BRIEF:
Below are the records; locate each line with the word "referee" and copy it.

[[ DATA RECORDS open ]]

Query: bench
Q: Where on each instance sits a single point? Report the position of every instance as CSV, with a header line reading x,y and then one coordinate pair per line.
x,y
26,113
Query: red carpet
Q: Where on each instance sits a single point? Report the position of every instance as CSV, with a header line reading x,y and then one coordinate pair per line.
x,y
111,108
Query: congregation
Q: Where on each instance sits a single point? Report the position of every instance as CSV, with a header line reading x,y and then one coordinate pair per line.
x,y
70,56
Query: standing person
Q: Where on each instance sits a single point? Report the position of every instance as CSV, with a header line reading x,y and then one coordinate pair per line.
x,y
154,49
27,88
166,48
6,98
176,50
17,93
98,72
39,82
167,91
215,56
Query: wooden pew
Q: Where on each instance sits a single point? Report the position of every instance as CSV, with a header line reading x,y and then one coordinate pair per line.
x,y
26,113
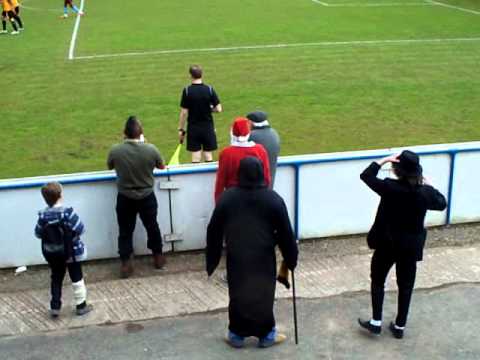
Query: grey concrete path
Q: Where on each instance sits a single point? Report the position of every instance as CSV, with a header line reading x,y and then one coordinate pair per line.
x,y
184,293
443,325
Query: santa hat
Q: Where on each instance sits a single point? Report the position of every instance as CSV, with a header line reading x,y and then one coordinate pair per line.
x,y
240,130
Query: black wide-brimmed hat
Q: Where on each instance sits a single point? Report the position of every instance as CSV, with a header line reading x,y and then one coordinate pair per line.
x,y
408,164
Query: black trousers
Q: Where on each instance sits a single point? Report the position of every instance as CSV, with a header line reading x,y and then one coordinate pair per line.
x,y
382,262
127,210
57,276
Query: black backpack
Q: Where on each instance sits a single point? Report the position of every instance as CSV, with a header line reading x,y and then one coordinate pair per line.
x,y
57,244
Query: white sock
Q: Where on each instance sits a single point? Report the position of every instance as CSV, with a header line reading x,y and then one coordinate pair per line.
x,y
79,292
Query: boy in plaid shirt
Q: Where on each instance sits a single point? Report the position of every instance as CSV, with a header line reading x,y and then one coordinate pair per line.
x,y
56,213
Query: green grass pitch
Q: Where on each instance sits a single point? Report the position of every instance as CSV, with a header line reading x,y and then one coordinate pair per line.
x,y
339,85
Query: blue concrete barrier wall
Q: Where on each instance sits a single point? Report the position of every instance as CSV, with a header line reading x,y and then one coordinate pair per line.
x,y
323,193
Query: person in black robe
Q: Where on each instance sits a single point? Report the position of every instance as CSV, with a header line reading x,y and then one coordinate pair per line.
x,y
252,220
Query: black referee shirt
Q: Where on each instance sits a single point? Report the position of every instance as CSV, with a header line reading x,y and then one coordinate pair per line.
x,y
199,100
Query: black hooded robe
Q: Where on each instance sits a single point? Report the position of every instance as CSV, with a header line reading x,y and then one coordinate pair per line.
x,y
253,220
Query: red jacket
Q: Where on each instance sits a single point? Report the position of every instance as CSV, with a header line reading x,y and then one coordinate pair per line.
x,y
229,161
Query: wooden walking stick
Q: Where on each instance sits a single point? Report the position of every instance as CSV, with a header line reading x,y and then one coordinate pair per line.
x,y
294,298
283,279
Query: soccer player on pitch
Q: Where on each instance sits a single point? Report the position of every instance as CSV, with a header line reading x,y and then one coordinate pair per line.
x,y
10,12
69,3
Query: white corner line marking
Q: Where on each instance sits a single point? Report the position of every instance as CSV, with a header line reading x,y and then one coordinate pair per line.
x,y
454,7
395,4
71,50
321,3
278,46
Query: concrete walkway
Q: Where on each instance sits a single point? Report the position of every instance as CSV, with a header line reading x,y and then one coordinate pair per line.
x,y
443,325
185,293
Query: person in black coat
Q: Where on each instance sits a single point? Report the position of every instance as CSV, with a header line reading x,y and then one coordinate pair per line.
x,y
398,233
253,220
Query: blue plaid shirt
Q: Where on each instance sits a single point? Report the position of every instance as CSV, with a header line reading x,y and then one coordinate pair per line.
x,y
55,214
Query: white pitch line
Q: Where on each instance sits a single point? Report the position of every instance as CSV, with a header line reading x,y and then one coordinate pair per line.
x,y
454,7
277,46
71,50
37,9
374,4
321,3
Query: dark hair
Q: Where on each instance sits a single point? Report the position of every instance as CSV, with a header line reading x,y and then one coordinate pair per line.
x,y
196,71
51,192
413,180
133,128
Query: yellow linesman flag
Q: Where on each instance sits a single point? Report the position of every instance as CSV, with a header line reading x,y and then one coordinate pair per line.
x,y
175,159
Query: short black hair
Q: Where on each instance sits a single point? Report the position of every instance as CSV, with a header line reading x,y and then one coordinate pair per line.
x,y
133,128
196,71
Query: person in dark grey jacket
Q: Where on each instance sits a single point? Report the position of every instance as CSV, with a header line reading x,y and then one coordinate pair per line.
x,y
262,133
398,234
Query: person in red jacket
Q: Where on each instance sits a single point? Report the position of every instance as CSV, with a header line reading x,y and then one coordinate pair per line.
x,y
229,159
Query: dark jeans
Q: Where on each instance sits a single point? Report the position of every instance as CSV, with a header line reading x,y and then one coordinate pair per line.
x,y
58,274
382,262
127,210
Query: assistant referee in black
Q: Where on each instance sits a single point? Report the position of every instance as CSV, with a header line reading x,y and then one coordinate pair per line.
x,y
198,102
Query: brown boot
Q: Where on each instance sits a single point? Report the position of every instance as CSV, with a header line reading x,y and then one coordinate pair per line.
x,y
126,269
159,261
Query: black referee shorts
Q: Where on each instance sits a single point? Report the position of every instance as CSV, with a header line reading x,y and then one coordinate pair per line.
x,y
201,137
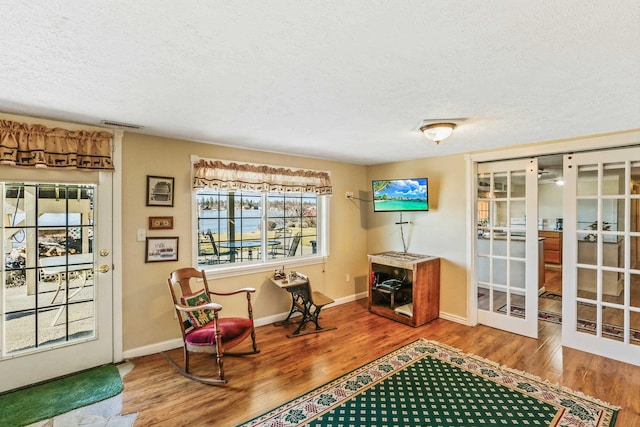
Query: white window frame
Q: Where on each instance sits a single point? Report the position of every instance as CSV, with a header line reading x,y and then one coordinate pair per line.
x,y
241,268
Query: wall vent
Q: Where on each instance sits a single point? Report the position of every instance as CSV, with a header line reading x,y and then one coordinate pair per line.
x,y
120,125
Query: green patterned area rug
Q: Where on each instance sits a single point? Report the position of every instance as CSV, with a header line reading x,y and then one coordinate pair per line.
x,y
426,383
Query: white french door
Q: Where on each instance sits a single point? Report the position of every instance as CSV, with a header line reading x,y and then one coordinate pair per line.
x,y
601,275
57,293
506,247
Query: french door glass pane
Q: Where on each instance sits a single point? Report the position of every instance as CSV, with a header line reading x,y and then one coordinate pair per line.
x,y
48,264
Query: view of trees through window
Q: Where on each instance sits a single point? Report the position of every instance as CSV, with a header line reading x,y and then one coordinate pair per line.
x,y
242,227
48,295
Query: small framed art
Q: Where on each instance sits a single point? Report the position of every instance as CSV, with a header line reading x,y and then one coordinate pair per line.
x,y
159,191
160,223
160,249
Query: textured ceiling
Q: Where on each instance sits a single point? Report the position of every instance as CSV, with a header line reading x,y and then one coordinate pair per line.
x,y
344,80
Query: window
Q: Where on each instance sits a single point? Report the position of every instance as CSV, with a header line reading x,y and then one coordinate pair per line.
x,y
251,227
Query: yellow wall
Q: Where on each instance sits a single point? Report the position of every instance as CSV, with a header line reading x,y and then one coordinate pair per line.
x,y
147,311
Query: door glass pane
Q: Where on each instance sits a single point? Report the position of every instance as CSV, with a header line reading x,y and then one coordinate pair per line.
x,y
613,179
587,214
499,271
587,180
518,308
586,319
48,253
613,214
613,251
613,323
587,251
518,215
517,274
500,302
500,184
518,184
499,244
587,281
500,212
482,266
634,331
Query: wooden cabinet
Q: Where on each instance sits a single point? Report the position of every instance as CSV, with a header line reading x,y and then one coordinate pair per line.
x,y
417,301
552,246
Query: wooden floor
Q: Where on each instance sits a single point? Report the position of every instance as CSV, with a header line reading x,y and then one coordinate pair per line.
x,y
288,367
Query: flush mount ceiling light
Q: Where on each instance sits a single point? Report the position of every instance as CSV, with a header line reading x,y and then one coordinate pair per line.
x,y
437,131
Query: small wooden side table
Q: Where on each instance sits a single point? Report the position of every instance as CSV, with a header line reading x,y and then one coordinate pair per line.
x,y
304,301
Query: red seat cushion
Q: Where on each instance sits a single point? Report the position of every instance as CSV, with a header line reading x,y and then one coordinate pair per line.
x,y
231,328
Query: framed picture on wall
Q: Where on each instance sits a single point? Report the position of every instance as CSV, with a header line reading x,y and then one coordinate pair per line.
x,y
160,223
159,191
161,249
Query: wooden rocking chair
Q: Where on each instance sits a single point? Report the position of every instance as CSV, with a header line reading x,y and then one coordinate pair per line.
x,y
203,331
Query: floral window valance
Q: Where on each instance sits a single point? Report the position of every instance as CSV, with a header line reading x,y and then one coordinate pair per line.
x,y
223,175
37,146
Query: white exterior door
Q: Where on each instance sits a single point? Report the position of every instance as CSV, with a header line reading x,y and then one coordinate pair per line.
x,y
601,274
506,246
57,293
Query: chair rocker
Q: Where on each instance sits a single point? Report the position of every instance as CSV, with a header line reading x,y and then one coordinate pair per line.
x,y
203,330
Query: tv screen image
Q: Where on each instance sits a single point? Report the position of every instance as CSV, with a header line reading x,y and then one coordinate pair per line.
x,y
400,195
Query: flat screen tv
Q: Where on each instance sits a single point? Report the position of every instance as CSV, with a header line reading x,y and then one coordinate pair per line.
x,y
400,195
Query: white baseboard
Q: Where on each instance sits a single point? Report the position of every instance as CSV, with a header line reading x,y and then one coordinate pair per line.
x,y
454,318
177,342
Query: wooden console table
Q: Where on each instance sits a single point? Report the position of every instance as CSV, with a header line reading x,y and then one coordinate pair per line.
x,y
304,301
418,300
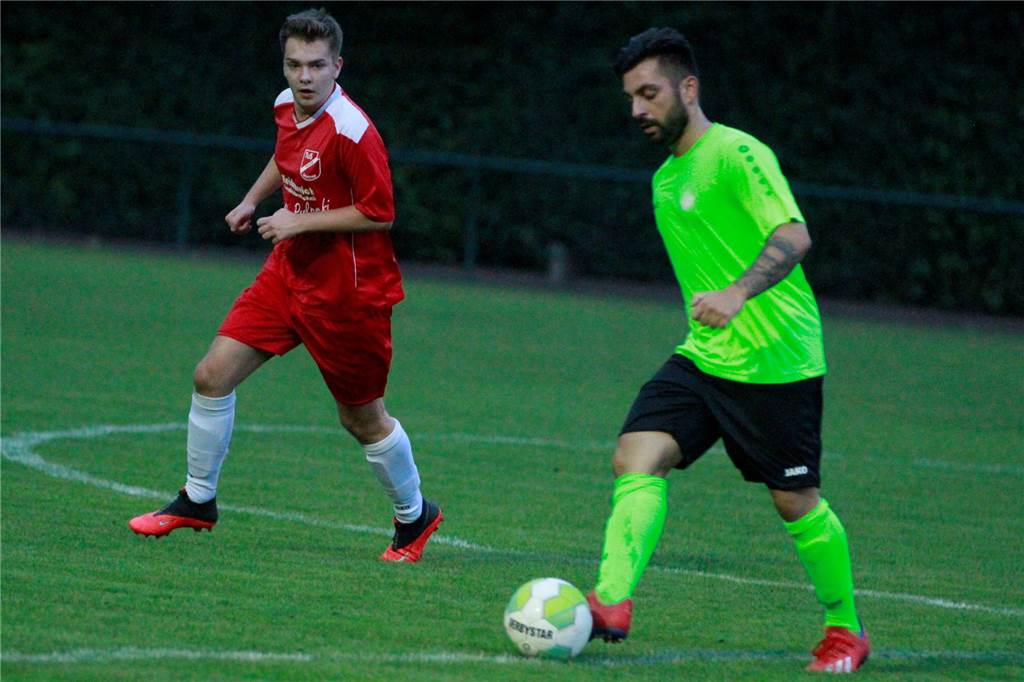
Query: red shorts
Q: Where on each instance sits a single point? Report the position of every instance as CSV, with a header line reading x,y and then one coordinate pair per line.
x,y
351,347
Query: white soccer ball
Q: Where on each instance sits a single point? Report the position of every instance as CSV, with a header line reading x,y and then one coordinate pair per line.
x,y
548,617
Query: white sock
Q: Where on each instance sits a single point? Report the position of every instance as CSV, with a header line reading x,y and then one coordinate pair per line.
x,y
210,424
391,460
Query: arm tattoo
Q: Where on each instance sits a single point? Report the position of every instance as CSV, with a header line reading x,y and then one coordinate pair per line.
x,y
775,260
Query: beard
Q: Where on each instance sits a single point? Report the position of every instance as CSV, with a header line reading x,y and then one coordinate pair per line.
x,y
669,131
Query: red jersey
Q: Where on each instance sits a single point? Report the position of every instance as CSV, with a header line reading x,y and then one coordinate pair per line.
x,y
335,159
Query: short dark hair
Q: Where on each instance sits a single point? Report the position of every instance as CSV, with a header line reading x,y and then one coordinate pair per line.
x,y
672,49
309,26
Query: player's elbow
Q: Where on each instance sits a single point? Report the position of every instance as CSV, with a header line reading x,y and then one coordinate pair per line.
x,y
798,238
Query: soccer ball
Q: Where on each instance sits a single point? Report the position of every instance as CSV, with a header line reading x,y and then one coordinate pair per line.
x,y
548,617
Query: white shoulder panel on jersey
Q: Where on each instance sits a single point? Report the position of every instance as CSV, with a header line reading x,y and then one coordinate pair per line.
x,y
348,120
285,97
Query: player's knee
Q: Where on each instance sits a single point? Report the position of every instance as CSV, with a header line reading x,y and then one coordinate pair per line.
x,y
366,429
207,380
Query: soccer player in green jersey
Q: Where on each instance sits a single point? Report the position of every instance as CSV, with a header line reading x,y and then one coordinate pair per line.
x,y
751,370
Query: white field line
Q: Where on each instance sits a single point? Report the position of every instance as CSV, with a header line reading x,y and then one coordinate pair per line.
x,y
89,655
19,448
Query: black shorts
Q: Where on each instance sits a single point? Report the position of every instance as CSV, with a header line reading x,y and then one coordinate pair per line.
x,y
772,432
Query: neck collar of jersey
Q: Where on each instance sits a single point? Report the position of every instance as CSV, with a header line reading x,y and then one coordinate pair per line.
x,y
320,112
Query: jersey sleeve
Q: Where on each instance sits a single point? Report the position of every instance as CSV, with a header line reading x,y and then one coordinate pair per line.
x,y
366,164
759,184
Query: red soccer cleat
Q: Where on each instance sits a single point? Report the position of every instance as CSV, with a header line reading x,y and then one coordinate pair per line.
x,y
611,623
181,513
840,651
410,539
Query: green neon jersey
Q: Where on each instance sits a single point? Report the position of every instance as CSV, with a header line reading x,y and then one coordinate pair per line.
x,y
715,207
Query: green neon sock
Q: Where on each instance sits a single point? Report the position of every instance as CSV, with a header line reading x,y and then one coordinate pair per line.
x,y
820,541
639,503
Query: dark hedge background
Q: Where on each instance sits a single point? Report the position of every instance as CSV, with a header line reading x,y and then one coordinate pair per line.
x,y
920,97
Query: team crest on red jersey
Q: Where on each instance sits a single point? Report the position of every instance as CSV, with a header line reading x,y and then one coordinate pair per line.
x,y
309,169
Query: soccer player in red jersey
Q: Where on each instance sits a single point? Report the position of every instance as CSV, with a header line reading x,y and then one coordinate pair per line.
x,y
329,283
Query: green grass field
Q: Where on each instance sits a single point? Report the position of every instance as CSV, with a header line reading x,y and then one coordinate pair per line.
x,y
513,399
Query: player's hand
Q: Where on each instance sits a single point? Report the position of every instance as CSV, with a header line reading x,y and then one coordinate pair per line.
x,y
280,226
717,308
240,219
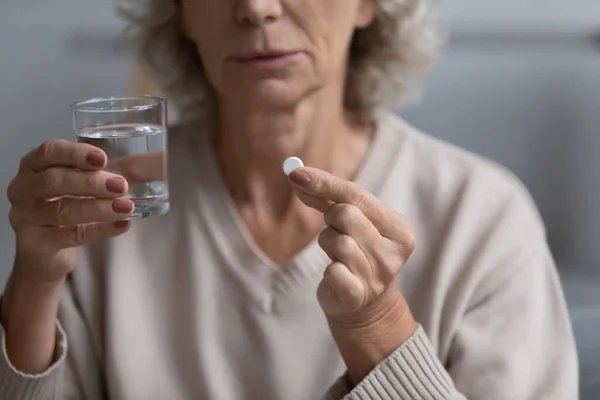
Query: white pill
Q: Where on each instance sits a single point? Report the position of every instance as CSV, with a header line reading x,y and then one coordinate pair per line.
x,y
291,164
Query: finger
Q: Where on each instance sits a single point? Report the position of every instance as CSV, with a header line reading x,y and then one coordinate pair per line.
x,y
313,202
350,220
325,186
84,234
343,248
341,292
59,181
70,211
383,255
140,168
62,153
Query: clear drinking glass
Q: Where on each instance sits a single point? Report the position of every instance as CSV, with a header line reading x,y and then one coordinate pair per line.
x,y
132,131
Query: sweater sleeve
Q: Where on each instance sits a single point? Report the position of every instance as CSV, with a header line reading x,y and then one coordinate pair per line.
x,y
47,385
75,373
413,371
510,337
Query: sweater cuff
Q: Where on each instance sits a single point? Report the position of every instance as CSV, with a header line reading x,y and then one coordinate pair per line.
x,y
18,385
413,371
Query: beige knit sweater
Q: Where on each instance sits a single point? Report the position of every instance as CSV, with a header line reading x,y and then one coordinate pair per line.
x,y
185,306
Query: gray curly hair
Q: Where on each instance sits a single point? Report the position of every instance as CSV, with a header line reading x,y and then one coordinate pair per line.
x,y
386,63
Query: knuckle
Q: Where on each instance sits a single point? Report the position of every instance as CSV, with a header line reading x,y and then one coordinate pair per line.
x,y
44,150
77,235
62,212
389,266
51,178
349,212
360,198
90,181
345,244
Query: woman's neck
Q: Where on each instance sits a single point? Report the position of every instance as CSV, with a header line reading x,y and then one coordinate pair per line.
x,y
252,144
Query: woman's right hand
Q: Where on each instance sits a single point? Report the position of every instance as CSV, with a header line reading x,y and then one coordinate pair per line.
x,y
62,198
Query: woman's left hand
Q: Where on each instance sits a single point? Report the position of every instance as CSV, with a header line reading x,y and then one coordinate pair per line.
x,y
368,244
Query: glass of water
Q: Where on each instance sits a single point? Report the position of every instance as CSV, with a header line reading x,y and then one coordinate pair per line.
x,y
132,131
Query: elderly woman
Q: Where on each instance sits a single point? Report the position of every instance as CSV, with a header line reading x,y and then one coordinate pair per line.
x,y
260,286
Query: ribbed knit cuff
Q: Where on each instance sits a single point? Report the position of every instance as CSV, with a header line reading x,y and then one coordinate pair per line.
x,y
45,386
413,371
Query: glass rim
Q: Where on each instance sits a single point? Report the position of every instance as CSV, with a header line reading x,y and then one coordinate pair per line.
x,y
85,105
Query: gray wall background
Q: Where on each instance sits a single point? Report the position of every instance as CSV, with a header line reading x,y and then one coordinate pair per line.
x,y
519,82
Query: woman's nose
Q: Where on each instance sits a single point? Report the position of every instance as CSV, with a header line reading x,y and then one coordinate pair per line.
x,y
258,12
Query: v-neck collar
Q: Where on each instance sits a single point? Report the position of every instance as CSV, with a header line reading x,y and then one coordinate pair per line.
x,y
261,277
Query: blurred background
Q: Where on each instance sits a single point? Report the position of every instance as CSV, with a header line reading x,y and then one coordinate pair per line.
x,y
519,82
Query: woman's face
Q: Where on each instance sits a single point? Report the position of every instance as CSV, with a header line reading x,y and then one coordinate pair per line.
x,y
273,53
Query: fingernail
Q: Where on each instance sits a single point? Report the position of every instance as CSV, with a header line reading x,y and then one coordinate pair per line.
x,y
115,185
95,159
122,206
300,178
121,224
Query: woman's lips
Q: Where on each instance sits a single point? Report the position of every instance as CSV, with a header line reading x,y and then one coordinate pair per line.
x,y
266,60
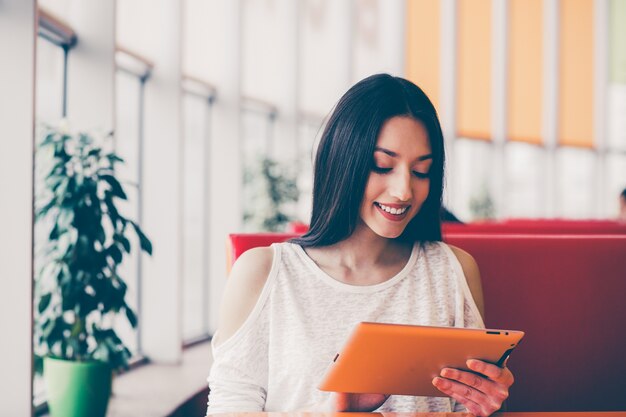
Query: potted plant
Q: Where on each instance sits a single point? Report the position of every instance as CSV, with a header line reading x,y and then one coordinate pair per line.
x,y
272,188
78,290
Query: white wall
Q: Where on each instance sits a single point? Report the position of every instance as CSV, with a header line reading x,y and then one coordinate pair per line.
x,y
17,31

[[ DATA RECORDS closed ]]

RESULT BELOW:
Query: black referee shirt
Query: assistant referee in black
Query: black referee shorts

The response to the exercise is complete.